## Source data

(begin)

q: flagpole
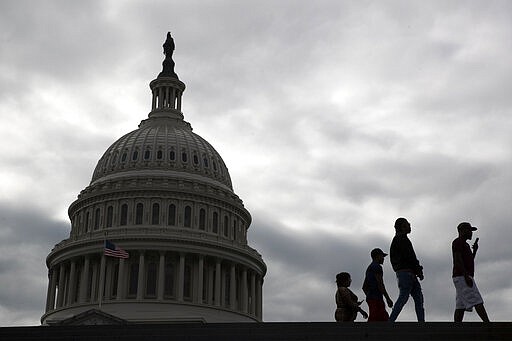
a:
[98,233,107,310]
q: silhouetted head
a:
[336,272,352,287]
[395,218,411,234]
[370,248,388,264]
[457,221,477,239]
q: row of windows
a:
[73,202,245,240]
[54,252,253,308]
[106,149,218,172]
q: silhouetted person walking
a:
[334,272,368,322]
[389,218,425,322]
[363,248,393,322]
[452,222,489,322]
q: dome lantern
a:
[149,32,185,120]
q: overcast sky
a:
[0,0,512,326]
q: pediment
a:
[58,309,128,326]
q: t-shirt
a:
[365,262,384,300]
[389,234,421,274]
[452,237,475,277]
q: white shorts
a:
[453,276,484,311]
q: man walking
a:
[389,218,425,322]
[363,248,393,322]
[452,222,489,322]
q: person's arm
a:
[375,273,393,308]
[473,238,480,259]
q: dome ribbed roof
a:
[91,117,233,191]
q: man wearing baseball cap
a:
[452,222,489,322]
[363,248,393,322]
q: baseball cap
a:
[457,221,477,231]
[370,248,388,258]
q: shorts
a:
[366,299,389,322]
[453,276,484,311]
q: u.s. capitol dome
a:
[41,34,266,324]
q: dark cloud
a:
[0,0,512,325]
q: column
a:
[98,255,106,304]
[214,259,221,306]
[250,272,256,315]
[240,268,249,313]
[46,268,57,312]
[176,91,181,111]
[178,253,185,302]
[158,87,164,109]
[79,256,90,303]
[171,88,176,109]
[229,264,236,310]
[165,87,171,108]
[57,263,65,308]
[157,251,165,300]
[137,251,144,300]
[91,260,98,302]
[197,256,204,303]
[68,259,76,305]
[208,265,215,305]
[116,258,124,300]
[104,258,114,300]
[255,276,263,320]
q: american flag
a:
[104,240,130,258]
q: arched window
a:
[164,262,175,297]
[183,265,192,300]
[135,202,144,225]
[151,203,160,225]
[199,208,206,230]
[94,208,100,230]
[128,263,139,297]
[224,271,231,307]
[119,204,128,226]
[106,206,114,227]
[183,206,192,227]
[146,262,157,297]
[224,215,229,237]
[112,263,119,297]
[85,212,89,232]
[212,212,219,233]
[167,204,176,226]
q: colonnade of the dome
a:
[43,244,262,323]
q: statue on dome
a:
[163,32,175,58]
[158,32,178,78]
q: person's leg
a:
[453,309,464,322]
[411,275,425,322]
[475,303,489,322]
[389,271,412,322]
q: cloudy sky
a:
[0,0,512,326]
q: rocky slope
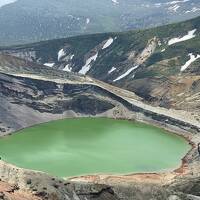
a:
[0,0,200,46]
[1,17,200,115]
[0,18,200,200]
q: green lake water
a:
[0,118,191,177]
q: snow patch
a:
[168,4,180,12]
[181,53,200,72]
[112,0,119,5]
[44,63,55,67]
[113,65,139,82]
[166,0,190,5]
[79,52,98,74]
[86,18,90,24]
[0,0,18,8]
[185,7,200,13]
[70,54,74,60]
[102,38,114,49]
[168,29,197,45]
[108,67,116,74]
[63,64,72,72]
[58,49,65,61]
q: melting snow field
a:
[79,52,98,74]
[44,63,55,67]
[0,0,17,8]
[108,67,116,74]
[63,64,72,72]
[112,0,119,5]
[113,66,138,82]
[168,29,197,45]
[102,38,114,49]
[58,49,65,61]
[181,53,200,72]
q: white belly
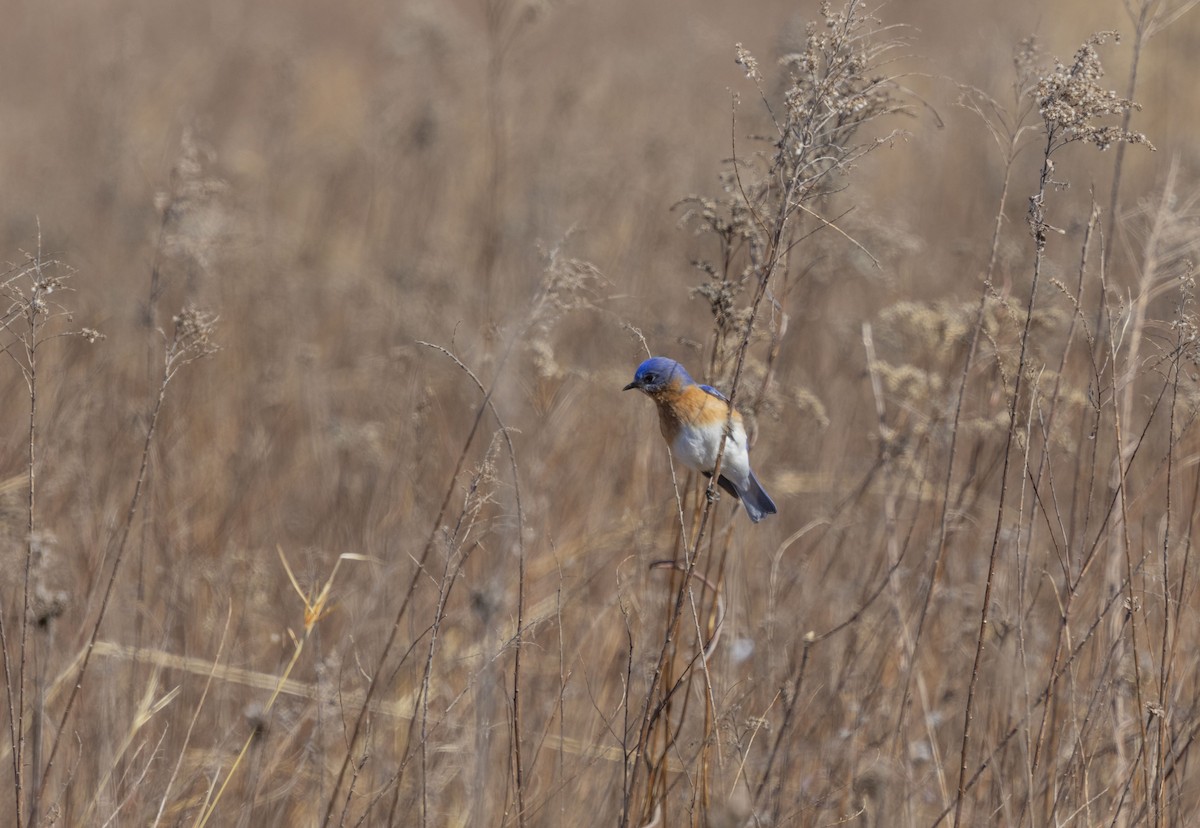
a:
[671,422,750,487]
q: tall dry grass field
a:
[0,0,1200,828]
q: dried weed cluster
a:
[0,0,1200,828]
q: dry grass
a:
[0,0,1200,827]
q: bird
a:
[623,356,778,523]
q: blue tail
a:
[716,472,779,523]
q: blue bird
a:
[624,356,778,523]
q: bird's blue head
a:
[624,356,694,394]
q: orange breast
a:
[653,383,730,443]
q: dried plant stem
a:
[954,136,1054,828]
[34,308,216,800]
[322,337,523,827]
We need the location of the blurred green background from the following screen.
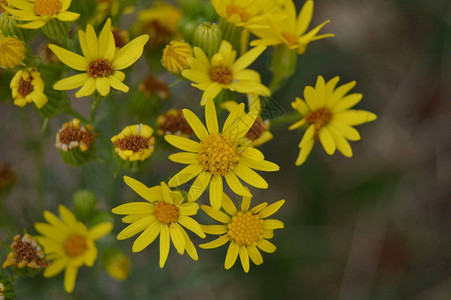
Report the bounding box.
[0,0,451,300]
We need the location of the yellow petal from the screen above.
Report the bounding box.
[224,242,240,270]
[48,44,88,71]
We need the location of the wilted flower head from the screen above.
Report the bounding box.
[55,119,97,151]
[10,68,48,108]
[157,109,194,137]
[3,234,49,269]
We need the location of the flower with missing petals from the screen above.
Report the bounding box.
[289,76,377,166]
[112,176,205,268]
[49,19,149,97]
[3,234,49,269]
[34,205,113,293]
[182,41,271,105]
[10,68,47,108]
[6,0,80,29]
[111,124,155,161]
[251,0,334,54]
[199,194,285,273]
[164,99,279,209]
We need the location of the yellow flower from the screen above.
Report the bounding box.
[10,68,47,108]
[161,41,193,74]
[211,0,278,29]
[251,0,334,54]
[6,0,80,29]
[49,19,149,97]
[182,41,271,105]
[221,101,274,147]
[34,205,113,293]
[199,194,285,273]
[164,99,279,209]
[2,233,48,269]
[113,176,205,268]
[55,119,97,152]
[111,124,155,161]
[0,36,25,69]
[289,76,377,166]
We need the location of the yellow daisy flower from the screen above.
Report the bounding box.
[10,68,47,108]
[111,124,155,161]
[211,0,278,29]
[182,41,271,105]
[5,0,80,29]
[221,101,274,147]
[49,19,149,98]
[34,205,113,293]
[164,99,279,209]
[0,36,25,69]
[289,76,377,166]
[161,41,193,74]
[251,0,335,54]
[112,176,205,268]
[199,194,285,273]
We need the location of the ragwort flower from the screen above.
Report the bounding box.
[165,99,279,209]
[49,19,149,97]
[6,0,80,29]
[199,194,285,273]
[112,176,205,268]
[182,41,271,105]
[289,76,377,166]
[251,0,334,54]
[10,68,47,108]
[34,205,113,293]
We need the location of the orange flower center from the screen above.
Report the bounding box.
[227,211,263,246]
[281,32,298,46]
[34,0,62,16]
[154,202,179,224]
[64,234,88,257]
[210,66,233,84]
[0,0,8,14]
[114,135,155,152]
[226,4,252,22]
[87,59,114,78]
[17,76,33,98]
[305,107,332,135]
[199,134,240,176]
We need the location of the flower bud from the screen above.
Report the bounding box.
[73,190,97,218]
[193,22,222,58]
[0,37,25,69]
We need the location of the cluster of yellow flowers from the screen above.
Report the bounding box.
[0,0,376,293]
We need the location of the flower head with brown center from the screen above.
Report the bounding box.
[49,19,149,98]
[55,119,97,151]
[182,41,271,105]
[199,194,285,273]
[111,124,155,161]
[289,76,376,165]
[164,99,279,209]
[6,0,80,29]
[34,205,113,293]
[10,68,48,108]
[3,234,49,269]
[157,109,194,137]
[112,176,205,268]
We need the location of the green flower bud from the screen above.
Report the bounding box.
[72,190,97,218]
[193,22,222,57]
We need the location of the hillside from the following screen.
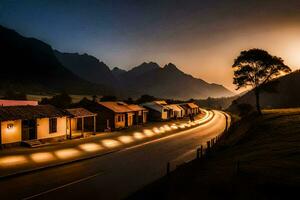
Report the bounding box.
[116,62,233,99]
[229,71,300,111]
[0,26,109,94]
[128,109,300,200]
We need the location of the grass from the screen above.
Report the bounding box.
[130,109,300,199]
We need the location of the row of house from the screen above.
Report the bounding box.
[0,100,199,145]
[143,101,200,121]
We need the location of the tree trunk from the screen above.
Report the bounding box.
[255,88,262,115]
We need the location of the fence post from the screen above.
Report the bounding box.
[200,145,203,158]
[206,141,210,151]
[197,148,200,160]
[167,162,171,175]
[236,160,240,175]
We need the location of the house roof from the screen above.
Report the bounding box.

(end)
(begin)

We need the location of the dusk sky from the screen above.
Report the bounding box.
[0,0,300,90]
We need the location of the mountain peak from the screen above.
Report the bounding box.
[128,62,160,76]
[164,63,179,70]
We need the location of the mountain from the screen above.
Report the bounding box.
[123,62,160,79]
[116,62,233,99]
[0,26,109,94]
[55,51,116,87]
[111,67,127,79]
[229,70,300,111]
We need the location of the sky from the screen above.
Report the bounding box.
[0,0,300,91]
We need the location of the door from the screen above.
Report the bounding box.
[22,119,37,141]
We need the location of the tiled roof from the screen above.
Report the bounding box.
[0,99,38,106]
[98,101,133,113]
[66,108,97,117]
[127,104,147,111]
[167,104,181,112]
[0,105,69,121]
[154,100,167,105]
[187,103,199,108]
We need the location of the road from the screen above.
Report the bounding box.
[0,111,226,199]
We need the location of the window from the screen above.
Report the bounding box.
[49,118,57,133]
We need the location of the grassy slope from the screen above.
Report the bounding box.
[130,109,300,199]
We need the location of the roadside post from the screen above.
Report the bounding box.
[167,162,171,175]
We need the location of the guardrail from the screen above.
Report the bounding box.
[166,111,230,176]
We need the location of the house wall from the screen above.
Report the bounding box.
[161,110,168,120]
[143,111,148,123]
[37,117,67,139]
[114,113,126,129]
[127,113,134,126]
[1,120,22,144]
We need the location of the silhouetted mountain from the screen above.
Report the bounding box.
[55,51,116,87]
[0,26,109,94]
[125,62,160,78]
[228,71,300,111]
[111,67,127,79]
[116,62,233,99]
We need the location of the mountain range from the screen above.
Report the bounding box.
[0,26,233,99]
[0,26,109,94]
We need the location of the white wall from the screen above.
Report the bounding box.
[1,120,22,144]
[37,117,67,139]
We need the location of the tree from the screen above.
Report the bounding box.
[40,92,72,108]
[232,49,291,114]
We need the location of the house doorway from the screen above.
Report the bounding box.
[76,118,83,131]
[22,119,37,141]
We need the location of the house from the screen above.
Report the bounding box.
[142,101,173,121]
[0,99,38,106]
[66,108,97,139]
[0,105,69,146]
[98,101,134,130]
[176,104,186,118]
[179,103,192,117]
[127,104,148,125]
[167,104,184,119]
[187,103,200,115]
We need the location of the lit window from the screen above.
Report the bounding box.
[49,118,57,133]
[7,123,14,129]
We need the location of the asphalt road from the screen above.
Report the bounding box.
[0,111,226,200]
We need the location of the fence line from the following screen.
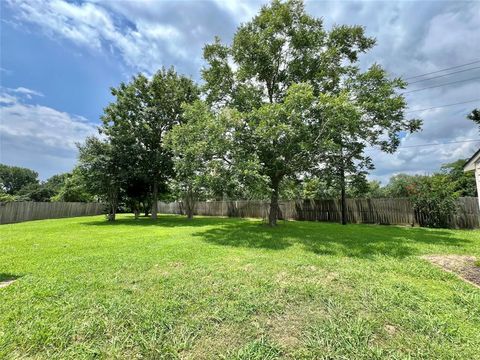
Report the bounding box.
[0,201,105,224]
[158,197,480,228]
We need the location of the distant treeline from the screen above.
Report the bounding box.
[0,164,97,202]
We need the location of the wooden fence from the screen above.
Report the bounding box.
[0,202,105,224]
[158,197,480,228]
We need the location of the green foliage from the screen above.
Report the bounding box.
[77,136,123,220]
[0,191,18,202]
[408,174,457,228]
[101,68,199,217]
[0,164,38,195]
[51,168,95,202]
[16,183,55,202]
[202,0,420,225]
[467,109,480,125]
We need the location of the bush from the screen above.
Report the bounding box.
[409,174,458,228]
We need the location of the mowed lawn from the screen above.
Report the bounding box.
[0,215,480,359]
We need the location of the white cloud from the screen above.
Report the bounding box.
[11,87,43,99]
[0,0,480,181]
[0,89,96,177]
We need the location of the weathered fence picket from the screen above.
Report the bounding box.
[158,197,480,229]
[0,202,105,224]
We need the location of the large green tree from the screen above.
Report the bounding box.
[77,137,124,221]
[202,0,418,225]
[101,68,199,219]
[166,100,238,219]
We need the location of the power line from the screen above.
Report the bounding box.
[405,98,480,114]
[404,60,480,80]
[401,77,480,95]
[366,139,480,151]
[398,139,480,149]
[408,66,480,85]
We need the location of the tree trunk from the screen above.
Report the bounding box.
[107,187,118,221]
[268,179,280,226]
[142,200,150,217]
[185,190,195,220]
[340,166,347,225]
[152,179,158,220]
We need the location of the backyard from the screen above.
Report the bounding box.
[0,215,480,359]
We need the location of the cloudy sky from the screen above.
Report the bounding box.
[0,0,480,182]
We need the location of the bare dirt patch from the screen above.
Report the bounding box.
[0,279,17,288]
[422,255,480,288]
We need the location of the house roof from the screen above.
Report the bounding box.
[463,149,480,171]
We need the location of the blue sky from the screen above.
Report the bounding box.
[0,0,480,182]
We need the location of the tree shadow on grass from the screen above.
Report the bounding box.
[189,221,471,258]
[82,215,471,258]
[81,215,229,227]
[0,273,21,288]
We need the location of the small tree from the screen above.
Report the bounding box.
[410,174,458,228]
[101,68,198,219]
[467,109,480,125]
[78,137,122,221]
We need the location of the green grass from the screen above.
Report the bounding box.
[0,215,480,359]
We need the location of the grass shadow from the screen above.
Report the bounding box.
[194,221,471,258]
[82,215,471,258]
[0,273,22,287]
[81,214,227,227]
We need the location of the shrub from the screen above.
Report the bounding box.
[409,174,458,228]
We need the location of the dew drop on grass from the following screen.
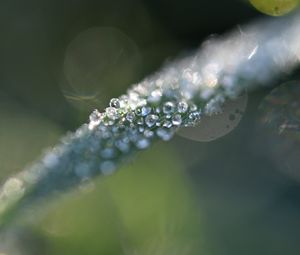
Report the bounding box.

(end)

## Problem to solve
Copy the listing above, starting at the line containing "q: flagpole" and ending at the line containing "[0,0,512,325]", with both of those lines included. Leave the pictures out of your copy.

## Complete output
q: flagpole
a:
[98,233,107,310]
q: silhouetted head
a:
[336,272,352,287]
[395,218,411,234]
[370,248,388,264]
[457,221,477,239]
q: row of windows
a:
[73,202,245,240]
[54,252,253,308]
[106,149,218,172]
q: silhouetted person walking
a:
[334,272,368,322]
[389,218,425,322]
[363,248,393,322]
[452,222,489,322]
q: dome lantern
a:
[149,32,185,120]
q: overcast sky
a:
[0,0,512,326]
q: pediment
a:
[58,309,128,326]
q: t-shirt
a:
[365,262,384,300]
[389,234,421,274]
[452,237,475,277]
q: white shorts
a:
[453,276,484,311]
q: man walking
a:
[389,218,425,322]
[363,248,393,322]
[452,222,489,322]
q: person's arm
a:
[375,273,393,308]
[473,238,480,259]
q: dome ribbed roof
a:
[91,117,233,191]
q: man wearing baseball cap
a:
[452,222,489,322]
[363,248,393,322]
q: baseball cap
a:
[457,221,477,231]
[370,248,388,258]
q: shorts
a:
[366,299,389,322]
[453,276,484,311]
q: u.s. capitol dome
a:
[41,34,266,324]
q: dark cloud
a:
[0,0,512,325]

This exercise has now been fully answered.